[GIVEN INSTRUCTION]
Output every line of the data from the one containing "scan for: tree line" down to the end as a numbered list, skipping any blank lines.

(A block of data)
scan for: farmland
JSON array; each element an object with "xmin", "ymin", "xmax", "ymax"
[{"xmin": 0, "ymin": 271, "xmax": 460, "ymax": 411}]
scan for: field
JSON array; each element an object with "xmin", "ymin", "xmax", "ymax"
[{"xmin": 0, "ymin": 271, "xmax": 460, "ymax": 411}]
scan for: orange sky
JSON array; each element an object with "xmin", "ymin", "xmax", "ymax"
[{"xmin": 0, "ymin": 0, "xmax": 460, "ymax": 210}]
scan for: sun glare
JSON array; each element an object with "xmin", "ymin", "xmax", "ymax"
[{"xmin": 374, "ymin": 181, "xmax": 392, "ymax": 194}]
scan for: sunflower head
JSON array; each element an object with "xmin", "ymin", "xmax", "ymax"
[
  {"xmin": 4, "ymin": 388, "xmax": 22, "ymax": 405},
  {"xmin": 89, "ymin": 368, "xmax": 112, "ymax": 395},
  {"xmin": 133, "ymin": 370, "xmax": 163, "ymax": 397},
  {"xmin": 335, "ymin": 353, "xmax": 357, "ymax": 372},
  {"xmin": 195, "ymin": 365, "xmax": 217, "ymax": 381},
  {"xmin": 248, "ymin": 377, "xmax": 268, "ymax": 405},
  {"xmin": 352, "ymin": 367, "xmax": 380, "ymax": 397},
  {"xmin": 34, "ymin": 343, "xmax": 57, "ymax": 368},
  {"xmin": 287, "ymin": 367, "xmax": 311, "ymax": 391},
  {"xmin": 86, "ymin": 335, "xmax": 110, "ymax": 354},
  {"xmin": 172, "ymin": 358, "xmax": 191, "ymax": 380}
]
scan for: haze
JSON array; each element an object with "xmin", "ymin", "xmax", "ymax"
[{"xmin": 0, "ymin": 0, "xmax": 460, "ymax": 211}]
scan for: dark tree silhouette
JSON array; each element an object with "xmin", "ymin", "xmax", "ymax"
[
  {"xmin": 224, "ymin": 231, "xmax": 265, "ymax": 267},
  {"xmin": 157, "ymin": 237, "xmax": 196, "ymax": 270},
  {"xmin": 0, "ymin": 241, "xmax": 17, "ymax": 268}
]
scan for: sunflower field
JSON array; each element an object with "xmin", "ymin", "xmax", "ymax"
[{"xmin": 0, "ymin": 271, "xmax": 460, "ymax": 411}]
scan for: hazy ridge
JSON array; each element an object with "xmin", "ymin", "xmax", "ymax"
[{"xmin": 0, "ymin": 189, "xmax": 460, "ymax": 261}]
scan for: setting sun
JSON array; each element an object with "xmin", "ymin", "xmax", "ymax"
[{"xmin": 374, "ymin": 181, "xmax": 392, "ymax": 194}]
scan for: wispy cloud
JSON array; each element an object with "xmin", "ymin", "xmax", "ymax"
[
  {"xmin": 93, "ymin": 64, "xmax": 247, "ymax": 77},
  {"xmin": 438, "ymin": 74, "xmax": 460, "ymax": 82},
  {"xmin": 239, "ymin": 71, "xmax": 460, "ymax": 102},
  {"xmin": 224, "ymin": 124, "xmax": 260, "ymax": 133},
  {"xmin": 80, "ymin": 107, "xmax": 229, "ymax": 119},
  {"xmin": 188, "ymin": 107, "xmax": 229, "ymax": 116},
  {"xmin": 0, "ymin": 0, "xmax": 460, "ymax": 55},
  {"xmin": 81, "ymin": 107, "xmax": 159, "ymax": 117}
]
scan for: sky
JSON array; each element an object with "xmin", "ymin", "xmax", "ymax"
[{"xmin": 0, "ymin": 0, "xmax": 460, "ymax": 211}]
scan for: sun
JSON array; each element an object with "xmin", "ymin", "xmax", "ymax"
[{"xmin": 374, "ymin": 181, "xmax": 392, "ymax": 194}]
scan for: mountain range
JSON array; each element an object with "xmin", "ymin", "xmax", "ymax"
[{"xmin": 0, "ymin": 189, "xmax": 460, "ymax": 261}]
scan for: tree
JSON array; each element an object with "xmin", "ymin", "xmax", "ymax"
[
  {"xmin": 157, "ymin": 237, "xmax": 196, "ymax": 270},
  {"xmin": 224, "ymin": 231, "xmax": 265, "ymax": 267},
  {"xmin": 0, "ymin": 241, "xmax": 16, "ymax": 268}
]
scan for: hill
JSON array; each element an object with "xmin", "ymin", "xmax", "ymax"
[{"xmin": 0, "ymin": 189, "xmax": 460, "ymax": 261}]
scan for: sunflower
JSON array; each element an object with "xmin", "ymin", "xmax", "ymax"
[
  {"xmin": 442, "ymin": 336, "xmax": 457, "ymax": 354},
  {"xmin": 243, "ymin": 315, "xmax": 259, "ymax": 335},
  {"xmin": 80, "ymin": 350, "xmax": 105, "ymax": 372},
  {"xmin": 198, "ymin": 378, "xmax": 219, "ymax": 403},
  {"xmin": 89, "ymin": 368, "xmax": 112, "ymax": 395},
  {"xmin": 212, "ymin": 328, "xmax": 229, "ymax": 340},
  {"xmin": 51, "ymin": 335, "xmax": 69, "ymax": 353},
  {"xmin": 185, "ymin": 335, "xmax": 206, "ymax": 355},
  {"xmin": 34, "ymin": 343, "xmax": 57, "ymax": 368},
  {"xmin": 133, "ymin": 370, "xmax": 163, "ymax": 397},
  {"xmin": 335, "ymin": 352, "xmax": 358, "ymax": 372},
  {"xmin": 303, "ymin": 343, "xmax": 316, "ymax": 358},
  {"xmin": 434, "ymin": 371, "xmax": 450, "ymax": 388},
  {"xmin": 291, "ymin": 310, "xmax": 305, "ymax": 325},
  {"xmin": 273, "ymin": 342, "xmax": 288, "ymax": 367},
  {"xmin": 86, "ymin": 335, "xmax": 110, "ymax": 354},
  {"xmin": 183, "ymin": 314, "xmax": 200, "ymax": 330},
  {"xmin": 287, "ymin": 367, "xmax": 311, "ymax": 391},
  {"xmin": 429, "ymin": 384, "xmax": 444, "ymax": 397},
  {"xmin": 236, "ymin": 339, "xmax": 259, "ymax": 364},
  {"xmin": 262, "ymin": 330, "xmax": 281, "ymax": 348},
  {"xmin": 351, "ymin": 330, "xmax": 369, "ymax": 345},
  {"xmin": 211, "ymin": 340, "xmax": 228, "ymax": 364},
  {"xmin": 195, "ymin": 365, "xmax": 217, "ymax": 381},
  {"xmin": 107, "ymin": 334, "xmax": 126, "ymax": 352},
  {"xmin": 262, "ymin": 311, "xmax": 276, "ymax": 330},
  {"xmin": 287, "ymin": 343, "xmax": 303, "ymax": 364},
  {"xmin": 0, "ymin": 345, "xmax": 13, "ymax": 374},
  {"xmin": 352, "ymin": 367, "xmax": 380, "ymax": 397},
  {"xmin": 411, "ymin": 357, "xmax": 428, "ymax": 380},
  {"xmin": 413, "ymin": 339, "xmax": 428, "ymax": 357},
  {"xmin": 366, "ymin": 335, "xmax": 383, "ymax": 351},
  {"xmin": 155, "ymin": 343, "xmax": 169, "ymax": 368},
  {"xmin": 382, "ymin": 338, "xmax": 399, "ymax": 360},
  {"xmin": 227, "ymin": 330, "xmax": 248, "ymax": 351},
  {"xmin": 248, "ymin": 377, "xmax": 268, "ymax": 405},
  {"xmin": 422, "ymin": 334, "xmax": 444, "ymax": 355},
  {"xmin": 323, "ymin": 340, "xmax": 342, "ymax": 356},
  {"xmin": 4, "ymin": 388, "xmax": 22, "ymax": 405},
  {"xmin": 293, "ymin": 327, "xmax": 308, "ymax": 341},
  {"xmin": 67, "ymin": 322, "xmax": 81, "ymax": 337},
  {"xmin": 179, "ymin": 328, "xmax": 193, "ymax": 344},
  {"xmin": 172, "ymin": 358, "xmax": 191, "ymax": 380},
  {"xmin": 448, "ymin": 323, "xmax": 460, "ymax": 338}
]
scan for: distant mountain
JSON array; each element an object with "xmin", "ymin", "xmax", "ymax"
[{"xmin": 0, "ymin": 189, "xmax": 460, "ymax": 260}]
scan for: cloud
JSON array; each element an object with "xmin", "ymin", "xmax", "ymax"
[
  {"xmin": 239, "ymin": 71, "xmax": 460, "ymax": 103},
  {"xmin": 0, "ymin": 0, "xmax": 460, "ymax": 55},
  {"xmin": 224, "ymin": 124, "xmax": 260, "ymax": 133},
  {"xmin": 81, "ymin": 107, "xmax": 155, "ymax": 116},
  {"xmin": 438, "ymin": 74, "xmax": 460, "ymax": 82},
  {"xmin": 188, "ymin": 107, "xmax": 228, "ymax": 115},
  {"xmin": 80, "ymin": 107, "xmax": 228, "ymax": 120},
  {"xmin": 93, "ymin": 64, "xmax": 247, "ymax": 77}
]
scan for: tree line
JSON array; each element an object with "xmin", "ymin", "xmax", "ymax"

[THE ANSWER]
1. scan for: tree line
2. JSON array; each element an object with "xmin", "ymin", "xmax", "ymax"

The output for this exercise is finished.